6. Structural parameters are estimated from the same data used for credibility weighting. This is empirical Bayes: v and a are estimated from the data and then used in the credibility formula. This introduces a subtle upward bias in Z values — the data that inform the structural parameters are the same data used to evaluate credibility, violating the independence assumption in the theoretical derivation. For portfolios with 50+ groups across 5+ years, this bias is negligible. For fewer groups or shorter histories, it may be material.

7. The log-Normal random effect distribution may not match the true distribution of district risks. The Bayesian hierarchical model places a Normal distribution on the log-rates, corresponding to a log-Normal distribution on the rates themselves. If the true distribution has heavier tails — for example, a handful of genuinely extreme-risk micro-areas — the log-Normal will over-shrink the extreme districts. The mitigation is to check the shrinkage plot for evidence of excessive shrinkage on extreme districts and to run a prior sensitivity check with a heavier-tailed Student-t prior: replace pm.Normal("u_district_raw", ...) with pm.StudentT("u_district_raw", nu=4, ...).

| Data for analysis |
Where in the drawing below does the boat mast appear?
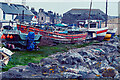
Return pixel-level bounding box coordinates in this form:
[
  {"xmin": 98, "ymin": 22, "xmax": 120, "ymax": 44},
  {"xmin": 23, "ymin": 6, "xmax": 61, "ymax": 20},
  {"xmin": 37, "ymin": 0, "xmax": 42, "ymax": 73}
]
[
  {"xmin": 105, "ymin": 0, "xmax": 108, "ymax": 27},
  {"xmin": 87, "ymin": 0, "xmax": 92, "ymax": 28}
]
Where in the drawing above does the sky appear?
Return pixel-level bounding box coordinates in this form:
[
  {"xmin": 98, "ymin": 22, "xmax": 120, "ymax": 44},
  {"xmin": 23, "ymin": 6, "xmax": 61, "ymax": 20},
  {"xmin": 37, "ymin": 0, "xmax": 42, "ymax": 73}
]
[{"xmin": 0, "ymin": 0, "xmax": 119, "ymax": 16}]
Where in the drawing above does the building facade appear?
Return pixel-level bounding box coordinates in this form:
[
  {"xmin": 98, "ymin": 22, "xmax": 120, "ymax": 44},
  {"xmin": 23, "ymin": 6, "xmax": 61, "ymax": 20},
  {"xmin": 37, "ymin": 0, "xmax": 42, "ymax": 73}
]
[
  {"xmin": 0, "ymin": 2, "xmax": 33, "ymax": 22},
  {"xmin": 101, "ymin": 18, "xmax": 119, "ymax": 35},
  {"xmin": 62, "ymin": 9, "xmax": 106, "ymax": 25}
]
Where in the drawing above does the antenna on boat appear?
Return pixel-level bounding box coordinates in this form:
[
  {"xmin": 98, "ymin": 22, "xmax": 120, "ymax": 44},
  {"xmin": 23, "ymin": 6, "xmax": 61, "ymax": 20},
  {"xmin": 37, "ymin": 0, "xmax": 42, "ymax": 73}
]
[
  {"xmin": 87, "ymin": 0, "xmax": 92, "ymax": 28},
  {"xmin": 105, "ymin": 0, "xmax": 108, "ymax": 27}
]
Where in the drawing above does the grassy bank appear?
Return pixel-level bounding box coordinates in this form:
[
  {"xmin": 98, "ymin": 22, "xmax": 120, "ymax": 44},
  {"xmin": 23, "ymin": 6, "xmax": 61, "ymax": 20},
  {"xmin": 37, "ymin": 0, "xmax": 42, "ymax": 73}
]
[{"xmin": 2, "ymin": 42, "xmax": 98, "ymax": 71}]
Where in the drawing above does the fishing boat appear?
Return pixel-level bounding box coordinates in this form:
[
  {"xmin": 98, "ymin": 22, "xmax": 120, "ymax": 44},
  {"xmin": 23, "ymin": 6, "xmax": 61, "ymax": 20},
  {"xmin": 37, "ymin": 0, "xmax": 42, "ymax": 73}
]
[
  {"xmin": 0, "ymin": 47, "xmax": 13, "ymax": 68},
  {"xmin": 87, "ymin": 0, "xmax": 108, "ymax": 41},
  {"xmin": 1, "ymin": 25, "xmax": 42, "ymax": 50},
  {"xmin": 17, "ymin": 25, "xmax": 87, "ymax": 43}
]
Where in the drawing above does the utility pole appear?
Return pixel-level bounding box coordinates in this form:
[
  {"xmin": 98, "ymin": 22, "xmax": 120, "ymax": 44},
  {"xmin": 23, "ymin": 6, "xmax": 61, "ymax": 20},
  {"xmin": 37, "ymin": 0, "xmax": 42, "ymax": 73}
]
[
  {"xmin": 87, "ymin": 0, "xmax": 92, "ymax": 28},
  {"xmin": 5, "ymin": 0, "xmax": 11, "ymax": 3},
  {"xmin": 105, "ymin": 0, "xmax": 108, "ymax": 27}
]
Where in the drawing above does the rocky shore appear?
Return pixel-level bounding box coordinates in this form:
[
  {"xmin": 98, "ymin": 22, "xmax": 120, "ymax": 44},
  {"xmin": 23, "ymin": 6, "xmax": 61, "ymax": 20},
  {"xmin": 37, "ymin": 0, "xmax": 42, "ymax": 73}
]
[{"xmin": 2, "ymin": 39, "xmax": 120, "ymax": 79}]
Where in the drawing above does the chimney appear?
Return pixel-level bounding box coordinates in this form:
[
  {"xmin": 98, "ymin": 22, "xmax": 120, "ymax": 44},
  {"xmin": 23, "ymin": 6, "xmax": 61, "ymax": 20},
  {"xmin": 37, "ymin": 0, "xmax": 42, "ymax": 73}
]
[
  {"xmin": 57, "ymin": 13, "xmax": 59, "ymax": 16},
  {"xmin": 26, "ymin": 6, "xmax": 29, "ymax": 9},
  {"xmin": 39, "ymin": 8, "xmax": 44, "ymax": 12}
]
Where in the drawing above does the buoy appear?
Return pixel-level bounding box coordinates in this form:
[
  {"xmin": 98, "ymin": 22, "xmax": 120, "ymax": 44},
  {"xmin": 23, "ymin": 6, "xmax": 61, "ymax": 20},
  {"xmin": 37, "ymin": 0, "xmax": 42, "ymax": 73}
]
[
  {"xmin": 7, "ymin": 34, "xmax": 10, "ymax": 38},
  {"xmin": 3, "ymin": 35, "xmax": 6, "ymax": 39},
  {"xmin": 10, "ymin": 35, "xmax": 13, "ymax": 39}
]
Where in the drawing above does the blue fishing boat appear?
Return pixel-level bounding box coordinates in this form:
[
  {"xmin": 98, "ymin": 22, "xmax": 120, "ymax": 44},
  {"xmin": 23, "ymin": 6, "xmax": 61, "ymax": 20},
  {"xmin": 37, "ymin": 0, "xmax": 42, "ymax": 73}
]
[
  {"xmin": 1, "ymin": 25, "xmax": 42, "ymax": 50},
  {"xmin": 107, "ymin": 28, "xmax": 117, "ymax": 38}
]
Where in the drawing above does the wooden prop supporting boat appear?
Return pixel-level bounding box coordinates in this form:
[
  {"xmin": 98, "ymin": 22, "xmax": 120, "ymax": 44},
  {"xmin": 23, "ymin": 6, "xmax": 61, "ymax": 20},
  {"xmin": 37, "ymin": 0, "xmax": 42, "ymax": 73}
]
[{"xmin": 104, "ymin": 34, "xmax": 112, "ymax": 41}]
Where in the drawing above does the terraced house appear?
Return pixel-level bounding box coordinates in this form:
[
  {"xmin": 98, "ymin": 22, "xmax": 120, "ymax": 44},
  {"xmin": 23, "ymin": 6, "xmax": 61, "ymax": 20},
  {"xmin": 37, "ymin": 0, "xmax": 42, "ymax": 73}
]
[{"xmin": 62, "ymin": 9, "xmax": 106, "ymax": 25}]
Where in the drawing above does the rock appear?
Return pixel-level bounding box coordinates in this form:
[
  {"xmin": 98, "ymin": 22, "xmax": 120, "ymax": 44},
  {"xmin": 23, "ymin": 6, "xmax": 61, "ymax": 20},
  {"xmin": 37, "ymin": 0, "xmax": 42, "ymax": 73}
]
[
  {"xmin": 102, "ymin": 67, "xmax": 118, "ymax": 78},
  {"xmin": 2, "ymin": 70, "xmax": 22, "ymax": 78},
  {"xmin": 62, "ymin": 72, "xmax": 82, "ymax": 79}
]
...
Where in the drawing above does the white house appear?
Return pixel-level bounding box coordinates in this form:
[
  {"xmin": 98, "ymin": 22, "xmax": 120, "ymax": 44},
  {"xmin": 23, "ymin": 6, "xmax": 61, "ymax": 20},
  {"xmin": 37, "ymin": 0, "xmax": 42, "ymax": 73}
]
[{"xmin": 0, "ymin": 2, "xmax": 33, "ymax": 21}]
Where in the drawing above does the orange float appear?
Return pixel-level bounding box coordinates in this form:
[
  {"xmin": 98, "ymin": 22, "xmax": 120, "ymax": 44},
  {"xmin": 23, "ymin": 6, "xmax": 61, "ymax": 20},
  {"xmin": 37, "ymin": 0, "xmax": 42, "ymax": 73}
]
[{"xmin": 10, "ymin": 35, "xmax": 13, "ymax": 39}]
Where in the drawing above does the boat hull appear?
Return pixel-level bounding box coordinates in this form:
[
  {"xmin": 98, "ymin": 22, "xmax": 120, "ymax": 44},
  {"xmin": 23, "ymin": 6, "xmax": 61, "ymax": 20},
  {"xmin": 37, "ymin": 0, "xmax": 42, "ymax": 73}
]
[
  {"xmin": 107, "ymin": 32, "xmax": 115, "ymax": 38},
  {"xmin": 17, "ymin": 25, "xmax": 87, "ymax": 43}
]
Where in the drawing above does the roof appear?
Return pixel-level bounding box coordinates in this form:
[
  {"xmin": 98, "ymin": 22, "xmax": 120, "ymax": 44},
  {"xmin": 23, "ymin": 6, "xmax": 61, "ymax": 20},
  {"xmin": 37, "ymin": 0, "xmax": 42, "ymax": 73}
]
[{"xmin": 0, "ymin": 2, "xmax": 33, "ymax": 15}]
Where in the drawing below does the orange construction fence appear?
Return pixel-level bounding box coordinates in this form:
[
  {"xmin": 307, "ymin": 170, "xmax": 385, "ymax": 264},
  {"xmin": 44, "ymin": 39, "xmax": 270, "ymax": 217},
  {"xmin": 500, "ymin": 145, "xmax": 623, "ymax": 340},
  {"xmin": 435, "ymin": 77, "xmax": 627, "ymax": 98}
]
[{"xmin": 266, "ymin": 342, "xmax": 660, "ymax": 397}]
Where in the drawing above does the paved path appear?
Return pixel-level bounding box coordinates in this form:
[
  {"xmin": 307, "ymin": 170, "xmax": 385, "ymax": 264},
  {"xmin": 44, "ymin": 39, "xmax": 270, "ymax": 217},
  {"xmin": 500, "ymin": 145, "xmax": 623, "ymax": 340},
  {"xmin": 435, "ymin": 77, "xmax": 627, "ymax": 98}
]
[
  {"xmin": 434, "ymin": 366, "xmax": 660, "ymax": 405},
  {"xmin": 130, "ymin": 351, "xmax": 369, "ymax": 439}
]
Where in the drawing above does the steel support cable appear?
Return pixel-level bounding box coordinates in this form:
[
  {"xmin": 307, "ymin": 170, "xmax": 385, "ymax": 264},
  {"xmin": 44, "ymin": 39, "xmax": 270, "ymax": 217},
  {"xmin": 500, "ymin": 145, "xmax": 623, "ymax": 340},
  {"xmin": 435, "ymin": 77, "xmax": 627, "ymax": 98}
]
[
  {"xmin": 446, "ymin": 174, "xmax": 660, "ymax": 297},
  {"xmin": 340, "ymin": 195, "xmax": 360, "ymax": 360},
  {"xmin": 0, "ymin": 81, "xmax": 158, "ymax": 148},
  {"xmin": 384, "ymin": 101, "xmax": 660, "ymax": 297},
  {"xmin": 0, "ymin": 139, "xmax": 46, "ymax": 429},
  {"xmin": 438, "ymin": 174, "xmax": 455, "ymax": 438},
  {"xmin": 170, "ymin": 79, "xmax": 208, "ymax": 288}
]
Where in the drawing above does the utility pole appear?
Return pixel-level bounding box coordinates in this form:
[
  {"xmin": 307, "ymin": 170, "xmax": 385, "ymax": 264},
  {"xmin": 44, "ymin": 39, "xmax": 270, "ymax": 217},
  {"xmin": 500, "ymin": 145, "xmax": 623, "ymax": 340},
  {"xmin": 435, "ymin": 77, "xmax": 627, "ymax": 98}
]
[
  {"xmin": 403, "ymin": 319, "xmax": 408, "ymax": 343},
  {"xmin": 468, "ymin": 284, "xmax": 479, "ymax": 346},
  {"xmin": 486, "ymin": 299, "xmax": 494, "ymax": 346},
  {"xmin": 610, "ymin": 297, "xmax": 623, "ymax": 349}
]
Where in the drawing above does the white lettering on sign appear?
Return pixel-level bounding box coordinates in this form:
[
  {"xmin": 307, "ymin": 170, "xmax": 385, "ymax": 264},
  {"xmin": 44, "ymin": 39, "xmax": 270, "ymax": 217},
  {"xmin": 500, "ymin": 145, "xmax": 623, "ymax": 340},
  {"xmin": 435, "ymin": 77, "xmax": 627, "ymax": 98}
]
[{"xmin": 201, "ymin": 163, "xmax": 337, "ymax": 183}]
--
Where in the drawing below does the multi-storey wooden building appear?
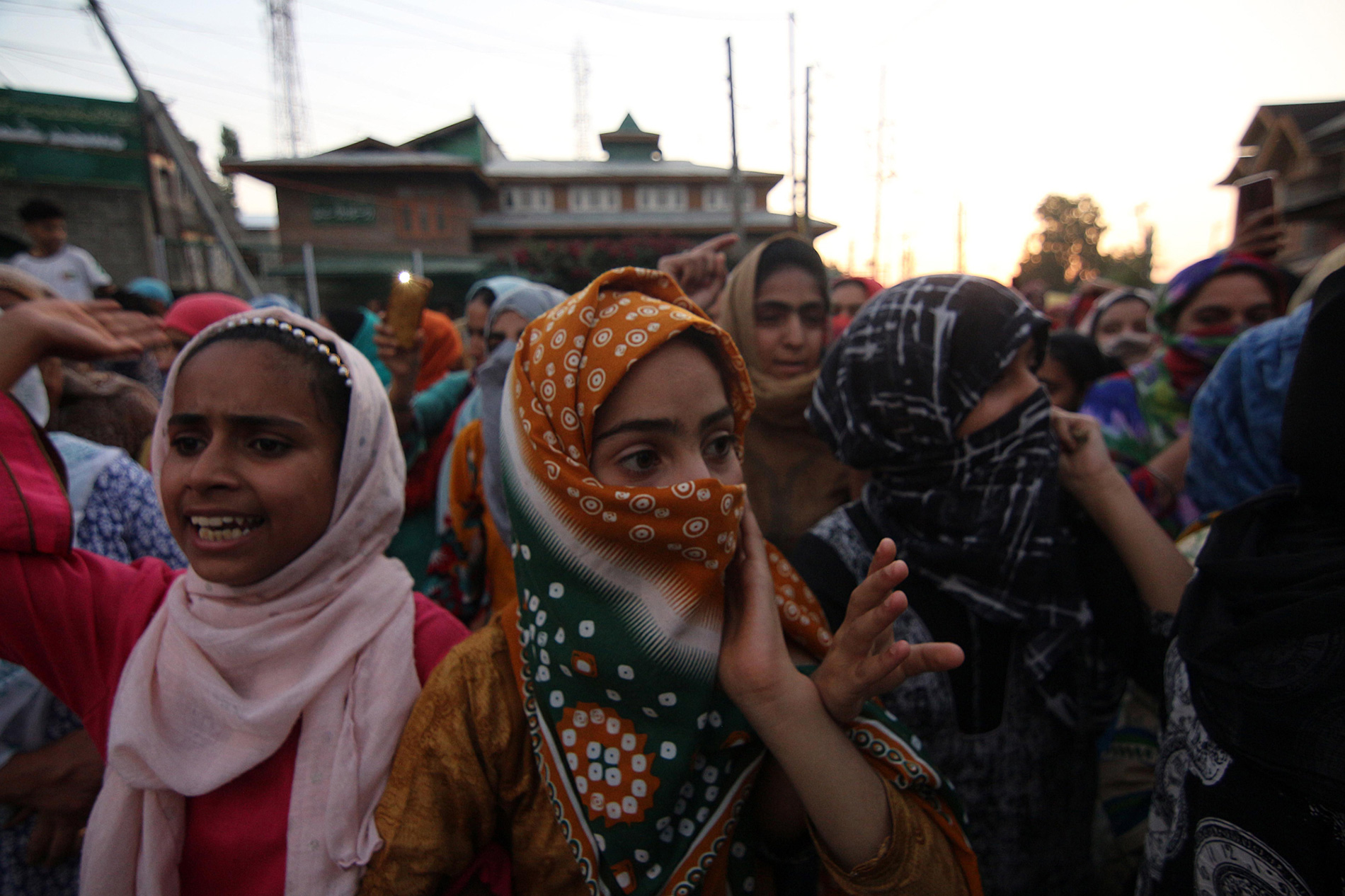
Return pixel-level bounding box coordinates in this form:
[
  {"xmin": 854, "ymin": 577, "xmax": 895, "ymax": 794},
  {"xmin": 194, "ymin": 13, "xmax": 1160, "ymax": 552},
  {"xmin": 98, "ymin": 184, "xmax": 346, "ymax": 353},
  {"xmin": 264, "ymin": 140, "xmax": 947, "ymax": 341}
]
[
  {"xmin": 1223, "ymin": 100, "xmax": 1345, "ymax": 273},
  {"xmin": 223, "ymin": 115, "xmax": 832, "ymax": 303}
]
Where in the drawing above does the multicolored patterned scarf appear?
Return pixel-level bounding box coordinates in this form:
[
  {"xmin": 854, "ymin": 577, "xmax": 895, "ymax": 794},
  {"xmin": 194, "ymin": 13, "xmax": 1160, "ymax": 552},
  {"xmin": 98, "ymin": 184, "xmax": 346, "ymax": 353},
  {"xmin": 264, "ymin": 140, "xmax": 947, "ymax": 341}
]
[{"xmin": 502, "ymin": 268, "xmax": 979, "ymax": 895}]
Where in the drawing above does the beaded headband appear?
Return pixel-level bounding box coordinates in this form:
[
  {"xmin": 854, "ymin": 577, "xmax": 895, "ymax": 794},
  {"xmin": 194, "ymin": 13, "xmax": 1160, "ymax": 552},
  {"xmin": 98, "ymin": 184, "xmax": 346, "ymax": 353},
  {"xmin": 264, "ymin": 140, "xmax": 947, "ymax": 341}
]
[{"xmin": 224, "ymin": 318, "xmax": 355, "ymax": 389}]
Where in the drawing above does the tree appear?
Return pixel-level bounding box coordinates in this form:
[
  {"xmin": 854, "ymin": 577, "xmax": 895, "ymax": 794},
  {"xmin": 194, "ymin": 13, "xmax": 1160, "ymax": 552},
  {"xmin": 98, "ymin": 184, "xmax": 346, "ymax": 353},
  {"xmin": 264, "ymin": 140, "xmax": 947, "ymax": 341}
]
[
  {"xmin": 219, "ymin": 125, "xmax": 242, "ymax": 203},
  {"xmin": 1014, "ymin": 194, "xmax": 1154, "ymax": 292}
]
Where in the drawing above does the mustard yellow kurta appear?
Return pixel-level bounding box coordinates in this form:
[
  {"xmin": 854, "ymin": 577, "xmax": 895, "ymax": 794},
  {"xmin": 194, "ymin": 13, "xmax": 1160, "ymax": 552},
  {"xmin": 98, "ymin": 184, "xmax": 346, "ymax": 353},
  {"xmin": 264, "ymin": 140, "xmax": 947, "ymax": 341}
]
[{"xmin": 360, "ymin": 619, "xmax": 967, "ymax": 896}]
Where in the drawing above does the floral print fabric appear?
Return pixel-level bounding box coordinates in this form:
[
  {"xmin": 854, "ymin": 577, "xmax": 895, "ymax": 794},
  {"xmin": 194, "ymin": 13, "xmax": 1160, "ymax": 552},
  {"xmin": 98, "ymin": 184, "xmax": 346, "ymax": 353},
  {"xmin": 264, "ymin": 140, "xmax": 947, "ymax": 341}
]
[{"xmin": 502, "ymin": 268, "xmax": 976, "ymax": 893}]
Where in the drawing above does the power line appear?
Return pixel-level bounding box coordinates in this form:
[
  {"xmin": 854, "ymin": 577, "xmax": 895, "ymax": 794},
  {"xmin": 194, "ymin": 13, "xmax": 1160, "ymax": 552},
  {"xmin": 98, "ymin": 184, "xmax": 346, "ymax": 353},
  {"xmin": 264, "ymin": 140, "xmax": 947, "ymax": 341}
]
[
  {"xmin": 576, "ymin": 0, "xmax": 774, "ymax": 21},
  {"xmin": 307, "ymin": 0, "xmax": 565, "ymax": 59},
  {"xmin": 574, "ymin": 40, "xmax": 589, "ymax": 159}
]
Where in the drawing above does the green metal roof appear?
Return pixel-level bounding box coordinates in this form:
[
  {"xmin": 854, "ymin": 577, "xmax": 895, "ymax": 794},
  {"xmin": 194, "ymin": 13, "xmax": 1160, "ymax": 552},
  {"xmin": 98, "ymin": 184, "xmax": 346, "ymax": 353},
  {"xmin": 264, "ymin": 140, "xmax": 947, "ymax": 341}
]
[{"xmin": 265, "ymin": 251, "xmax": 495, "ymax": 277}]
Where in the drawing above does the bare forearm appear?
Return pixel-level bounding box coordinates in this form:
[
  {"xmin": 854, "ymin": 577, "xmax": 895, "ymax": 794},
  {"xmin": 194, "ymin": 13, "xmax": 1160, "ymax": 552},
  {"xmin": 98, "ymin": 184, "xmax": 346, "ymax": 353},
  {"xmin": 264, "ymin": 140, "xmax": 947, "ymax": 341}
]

| Work to complete |
1 > Duplicate the passage of the credibility modeling text from "6. Structural parameters" to "may be material.".
2 > Render this sentence from the credibility modeling text in Spanish: "For portfolios with 50+ groups across 5+ years, this bias is negligible."
3 > Answer these questions using the credibility modeling text.
(a) In which direction does estimating the structural parameters from the same data bias the Z values?
(b) What distribution does the Bayesian hierarchical model place on the log-rates?
(c) What value of nu does the suggested Student-t prior use?

| Task-by-task outputs |
1 >
6. Structural parameters are estimated from the same data used for credibility weighting. This is empirical Bayes: v and a are estimated from the data and then used in the credibility formula. This introduces a subtle upward bias in Z values — the data that inform the structural parameters are the same data used to evaluate credibility, violating the independence assumption in the theoretical derivation. For portfolios with 50+ groups across 5+ years, this bias is negligible. For fewer groups or shorter histories, it may be material.

2 > Para carteras con 50 o más grupos a lo largo de 5 o más años, este sesgo es insignificante.

3 >
(a) Upward.
(b) A Normal distribution.
(c) 4.